• **Estratto del documento**:
'''

Il 16 maggio, giorno in cui Sonko aveva fissata l’udienza in corte d’appello, è stata dichiarata come ‘Giornata di mobilitazione nazionale per la partenza di Macky Sall’. Ci sono stati scontri in tutto il paese che hanno portato ad altre tre persone ammazzate. Anche in questo caso, per almeno un manifestante ucciso, il certificato medico diffuso contrasta con la versione data dal Ministero degli interni e chiarisce che si è trattato di ferita da arma da fuoco. Nella regione di Dakar sono stati assaltati alcuni supermercati della catena Auchan, obiettivo simbolo del (neo)colonialismo francese, e una sede della compagnia elettrica nazionale, nonché bruciati alcuni autobus della compagnia nazionale di trasporti, che viene percepita come espressione del populismo presidenziale.
Nelle carceri di tutto il paese, molti prigionieri sono da settimane in sciopero della fame per le terribili condizioni di vita e per un sistema penale che può lasciare mesi e anni in carcere in attesa dell’udienza. L’uccisione di 14 persone (di cui tre minori) durante le manifestazioni che si sono date nel marzo del 2021, a seguito della prima incarcerazione di Sonko, rimangono ancora senza alcuna giustizia: 12 sono state raggiunte da proiettili dei fucili usati dalle forze dell’ordine.
Quanto sta succedendo in Senegal potrebbe sembrare lontano dalle nostre vite e dalle nostre responsabilità politiche, ma non lo è.
Sono i nostri carabinieri, così come i corpi di altri stati europei, che hanno animato programmi di formazione dei loro omologhi senegalesi e il Ministero degli esteri italiano ha fornito materiale e mezzi ai corpi che ora stanno reprimendo la popolazione.

'''

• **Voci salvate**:
'''

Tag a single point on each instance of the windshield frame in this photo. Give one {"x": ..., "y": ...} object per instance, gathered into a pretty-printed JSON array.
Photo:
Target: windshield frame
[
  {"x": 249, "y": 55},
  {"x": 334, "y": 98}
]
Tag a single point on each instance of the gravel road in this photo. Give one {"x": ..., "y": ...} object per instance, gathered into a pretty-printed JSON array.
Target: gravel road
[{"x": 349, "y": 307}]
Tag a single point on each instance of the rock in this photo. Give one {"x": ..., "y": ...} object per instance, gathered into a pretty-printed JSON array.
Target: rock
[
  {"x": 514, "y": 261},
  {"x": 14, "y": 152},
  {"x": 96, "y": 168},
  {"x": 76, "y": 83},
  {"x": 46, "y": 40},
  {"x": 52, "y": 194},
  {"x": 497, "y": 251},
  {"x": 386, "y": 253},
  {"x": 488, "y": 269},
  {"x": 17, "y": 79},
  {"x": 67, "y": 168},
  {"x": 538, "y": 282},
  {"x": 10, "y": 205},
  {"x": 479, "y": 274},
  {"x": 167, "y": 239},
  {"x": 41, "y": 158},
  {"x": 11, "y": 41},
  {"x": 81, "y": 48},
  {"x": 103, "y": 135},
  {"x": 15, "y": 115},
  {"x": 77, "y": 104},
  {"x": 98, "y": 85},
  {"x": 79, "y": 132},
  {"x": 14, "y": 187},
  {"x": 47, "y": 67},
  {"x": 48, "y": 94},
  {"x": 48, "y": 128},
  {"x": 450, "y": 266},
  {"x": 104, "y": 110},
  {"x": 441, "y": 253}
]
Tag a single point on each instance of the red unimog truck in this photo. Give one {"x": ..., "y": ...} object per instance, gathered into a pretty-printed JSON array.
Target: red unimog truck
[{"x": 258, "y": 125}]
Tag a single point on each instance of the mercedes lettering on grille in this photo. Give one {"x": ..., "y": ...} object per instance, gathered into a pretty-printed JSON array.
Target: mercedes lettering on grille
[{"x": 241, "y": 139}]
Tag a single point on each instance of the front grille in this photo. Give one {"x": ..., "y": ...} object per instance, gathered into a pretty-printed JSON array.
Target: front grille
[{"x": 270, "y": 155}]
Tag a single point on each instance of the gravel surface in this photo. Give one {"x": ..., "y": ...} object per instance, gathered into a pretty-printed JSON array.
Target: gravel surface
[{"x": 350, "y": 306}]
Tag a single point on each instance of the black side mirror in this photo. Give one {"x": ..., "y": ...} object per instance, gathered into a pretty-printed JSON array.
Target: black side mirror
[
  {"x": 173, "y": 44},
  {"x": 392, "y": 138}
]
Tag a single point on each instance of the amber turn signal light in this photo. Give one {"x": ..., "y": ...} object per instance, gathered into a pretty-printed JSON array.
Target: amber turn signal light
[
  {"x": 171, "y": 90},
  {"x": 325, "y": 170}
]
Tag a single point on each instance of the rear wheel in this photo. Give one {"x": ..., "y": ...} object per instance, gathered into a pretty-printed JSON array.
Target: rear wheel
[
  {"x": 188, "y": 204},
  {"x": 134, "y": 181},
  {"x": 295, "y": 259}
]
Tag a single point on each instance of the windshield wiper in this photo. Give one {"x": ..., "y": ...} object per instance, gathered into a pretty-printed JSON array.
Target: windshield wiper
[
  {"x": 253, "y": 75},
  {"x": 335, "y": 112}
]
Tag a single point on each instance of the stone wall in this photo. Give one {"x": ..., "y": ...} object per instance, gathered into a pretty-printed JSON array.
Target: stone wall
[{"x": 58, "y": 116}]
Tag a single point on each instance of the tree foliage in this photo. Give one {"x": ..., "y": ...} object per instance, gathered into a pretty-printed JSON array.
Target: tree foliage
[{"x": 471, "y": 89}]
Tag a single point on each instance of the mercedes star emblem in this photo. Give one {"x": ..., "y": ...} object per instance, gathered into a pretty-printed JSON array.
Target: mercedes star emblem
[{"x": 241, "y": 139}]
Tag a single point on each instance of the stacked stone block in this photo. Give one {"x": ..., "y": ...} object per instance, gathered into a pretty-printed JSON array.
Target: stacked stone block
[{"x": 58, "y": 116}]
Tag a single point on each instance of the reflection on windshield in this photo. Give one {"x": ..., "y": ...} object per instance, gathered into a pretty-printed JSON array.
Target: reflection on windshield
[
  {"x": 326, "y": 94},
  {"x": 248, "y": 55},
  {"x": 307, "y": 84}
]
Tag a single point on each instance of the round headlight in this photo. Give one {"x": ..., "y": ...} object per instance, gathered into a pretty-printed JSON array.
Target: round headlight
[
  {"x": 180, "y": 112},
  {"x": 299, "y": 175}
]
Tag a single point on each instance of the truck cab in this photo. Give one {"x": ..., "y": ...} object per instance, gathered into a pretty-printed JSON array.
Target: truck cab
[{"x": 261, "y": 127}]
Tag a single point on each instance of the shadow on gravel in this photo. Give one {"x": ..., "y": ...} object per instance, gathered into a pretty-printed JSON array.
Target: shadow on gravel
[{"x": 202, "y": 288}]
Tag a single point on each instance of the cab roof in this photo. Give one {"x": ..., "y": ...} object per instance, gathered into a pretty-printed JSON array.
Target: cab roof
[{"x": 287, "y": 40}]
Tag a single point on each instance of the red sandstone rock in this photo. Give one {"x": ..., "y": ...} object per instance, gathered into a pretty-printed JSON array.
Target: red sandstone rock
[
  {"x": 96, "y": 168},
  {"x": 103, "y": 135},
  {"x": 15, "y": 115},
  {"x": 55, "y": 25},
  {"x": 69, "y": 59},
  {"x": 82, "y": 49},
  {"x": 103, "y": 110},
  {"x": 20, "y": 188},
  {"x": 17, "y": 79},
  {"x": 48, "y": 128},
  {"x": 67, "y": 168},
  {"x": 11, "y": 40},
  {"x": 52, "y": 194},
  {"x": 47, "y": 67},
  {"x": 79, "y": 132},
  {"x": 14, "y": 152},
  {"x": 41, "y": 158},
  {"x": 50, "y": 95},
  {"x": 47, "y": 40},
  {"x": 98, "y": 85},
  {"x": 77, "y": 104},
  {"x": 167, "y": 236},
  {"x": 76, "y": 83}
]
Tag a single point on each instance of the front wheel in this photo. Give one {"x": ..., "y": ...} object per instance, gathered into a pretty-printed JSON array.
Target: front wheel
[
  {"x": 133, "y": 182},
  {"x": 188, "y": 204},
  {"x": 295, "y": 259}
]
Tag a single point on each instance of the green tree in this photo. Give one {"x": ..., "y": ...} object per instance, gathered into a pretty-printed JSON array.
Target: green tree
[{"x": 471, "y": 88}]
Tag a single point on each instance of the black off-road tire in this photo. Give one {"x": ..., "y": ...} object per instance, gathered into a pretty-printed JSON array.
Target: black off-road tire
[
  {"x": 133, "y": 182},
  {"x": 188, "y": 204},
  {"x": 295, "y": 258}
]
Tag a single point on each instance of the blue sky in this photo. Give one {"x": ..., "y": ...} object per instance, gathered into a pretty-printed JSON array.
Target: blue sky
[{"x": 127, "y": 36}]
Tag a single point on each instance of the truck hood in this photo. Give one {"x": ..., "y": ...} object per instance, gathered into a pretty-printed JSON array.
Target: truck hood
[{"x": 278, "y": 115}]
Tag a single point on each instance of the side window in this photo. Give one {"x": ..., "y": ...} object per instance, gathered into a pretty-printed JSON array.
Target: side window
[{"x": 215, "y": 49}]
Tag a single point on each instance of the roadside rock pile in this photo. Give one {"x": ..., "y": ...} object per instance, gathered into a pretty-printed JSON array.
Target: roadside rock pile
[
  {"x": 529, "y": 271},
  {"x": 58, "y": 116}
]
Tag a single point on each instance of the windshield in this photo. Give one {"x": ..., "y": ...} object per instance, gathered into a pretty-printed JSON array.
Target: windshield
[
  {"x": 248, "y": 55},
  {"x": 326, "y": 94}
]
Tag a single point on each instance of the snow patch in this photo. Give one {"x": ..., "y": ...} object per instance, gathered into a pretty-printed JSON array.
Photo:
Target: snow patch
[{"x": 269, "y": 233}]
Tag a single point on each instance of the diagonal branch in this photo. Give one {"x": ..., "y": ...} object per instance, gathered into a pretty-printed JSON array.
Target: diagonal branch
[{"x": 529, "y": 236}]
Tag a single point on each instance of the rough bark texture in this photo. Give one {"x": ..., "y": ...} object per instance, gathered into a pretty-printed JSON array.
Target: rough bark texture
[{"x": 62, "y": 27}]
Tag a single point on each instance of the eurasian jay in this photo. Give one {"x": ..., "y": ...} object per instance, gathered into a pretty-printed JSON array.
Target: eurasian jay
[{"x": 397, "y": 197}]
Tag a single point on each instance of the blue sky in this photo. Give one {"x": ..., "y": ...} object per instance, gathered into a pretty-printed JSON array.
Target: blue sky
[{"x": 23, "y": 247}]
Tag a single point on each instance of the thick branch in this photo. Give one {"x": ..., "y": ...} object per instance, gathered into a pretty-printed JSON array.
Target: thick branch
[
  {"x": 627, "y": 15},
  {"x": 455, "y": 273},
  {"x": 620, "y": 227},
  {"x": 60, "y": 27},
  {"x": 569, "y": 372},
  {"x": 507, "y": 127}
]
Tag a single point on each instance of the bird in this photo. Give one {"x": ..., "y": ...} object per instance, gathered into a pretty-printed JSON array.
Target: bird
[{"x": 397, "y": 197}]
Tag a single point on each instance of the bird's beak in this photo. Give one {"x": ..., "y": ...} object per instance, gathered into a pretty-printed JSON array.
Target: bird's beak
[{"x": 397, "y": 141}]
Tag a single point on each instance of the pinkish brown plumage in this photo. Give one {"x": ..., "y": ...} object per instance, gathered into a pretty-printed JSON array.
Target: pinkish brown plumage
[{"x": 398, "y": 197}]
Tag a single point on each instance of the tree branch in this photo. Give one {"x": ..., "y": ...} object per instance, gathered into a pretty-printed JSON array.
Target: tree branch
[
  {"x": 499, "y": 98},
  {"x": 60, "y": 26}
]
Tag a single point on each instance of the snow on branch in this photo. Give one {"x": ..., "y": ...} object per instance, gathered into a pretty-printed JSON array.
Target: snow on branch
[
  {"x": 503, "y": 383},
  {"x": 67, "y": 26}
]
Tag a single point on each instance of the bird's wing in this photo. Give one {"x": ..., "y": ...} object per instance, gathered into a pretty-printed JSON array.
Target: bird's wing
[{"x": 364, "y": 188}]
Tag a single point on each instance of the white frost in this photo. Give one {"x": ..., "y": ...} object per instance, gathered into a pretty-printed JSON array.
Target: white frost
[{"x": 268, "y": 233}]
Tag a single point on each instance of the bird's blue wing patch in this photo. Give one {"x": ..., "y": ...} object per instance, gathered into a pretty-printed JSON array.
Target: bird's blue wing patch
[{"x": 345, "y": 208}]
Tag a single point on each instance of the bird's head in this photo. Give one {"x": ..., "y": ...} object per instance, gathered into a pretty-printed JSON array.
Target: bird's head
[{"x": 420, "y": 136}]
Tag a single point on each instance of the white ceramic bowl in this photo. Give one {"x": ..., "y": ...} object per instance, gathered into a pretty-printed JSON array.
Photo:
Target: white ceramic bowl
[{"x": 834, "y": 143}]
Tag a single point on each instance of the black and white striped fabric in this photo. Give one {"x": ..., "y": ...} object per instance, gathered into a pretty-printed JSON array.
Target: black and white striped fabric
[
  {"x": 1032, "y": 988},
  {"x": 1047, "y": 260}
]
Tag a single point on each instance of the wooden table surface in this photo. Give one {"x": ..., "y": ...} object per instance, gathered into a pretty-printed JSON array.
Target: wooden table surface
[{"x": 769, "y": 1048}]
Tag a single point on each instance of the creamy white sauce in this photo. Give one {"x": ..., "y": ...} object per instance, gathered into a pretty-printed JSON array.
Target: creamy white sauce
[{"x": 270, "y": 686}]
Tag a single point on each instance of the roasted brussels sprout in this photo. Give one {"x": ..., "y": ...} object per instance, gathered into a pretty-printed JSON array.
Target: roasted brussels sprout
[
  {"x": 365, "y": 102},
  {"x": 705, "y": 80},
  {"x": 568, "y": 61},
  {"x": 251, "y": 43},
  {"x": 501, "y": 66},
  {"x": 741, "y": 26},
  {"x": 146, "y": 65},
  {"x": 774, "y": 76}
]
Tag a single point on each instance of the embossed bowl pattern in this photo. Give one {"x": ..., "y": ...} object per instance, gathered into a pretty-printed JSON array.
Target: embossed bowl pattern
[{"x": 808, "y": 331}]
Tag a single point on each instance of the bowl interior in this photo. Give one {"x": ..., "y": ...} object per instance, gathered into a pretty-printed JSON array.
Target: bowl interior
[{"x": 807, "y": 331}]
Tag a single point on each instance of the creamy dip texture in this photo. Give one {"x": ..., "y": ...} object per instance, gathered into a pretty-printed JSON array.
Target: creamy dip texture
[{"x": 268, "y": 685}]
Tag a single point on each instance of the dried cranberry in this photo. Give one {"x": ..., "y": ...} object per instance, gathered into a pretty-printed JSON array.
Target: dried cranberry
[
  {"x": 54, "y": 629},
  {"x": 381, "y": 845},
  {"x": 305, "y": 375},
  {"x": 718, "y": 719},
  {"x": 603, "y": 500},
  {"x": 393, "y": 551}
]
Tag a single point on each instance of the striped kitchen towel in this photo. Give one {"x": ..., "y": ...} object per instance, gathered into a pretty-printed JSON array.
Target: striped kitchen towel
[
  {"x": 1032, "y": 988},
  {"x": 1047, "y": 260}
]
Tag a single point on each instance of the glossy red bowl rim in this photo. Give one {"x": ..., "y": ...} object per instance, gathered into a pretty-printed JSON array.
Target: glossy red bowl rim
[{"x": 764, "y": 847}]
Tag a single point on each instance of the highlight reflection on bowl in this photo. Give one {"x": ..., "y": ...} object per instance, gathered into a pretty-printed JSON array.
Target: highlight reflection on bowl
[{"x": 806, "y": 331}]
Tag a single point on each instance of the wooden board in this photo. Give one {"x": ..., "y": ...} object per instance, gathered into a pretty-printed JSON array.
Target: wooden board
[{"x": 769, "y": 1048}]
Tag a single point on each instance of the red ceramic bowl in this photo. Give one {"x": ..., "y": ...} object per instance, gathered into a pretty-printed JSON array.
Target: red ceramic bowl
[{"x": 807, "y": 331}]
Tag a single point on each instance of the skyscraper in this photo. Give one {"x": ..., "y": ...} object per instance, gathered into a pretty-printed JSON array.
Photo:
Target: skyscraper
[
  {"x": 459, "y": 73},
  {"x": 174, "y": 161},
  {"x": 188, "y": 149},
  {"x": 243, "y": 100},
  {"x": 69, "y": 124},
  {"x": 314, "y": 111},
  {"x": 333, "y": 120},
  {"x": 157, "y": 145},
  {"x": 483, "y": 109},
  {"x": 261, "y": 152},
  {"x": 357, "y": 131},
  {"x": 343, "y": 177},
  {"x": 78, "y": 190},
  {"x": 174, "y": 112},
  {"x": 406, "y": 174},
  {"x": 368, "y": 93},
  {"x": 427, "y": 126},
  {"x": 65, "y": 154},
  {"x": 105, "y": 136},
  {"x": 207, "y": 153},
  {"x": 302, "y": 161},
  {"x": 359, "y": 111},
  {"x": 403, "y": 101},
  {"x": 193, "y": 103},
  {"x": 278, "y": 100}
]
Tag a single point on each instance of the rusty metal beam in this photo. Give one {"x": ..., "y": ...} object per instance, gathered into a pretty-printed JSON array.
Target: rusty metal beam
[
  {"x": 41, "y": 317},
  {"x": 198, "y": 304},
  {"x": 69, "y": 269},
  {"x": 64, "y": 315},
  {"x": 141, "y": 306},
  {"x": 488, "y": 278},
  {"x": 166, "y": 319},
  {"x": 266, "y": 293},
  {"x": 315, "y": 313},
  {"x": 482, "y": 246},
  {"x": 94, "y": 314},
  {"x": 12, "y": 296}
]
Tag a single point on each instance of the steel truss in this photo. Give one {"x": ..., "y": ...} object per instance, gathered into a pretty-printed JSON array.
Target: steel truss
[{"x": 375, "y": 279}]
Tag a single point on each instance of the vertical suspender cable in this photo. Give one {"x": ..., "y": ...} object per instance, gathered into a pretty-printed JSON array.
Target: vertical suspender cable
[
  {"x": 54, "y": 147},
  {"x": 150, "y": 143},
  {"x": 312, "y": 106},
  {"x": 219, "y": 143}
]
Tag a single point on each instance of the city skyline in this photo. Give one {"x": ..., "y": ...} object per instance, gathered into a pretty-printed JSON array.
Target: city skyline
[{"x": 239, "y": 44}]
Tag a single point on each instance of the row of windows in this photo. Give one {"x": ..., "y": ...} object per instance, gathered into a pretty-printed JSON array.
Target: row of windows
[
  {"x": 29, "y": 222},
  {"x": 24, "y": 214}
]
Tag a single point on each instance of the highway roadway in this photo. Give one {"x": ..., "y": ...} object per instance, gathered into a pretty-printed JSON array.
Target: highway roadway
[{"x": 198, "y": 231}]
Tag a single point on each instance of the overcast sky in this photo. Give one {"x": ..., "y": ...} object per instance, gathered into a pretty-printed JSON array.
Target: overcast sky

'''

• **Da fare**:
Rispondi in breve a queste domande sul brano sul Senegal:
(a) Come è stato dichiarato il 16 maggio?
(b) Quante persone sono state uccise nelle manifestazioni del marzo 2021?
(c) Chi ha fornito materiale e mezzi ai corpi che ora stanno reprimendo la popolazione?

• **La tua risposta**:
(a) Come "Giornata di mobilitazione nazionale per la partenza di Macky Sall".
(b) 14 persone, di cui tre minori.
(c) Il Ministero degli esteri italiano.